→ WORK INSTRUCTION
Copy each entry below exactly as it appears.

Start of THE INPUT

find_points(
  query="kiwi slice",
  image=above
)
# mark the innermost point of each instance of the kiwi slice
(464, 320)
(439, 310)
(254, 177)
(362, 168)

End of THE INPUT

→ YOUR RESPONSE
find_points(
  query="kiwi slice",
  image=above
)
# mark the innermost point of each instance of the kiwi slice
(464, 320)
(439, 310)
(254, 177)
(362, 168)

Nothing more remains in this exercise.